• _Task to carry out_: Copy verbatim the stretch from the line containing "I would be grateful if you could tag the overcast" through the end of the records, both ends included.

◇ ◇ ◇ ◇

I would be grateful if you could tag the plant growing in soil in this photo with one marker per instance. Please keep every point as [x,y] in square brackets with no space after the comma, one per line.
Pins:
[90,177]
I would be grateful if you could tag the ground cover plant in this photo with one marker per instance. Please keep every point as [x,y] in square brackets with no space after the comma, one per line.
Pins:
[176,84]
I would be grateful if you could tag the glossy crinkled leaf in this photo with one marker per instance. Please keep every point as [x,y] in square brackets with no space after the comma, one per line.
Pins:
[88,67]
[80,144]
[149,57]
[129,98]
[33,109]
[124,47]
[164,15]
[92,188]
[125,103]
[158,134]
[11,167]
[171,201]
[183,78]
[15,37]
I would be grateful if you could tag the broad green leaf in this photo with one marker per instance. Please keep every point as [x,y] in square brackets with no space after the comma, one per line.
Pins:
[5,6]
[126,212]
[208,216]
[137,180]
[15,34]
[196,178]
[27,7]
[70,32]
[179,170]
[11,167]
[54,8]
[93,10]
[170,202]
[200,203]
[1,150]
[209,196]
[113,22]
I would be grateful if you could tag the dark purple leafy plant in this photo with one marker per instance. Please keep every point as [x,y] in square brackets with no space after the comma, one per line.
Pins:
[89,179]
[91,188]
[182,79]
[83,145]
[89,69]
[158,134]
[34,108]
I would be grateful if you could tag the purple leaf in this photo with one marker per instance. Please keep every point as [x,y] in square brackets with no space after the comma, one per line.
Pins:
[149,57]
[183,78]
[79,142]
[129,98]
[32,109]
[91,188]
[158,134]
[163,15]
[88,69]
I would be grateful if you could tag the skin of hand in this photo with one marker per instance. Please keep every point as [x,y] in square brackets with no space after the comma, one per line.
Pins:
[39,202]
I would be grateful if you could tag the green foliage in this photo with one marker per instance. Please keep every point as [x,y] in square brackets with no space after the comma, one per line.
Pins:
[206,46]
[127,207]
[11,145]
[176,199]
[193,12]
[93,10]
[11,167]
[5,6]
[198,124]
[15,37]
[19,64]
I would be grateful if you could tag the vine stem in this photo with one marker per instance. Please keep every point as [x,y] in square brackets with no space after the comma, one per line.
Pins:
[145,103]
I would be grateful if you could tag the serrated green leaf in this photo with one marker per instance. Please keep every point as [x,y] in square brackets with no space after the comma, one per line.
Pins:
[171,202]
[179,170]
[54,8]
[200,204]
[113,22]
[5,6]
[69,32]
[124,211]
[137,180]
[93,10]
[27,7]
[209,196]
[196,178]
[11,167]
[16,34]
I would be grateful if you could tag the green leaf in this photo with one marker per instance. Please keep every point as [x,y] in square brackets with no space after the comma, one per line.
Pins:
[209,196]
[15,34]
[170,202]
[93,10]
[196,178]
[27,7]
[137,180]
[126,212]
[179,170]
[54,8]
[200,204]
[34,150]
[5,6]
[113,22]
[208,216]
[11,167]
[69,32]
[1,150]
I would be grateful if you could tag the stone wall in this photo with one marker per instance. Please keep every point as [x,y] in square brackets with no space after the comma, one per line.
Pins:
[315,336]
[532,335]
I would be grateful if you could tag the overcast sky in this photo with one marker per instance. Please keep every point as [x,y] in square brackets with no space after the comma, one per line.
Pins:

◇ ◇ ◇ ◇

• _Task answer_:
I would be grateful if you could tag the overcast sky in this photo with one marker per instance. Please keep every point as [x,y] in square brackets with no space after the comma, one per line.
Pins:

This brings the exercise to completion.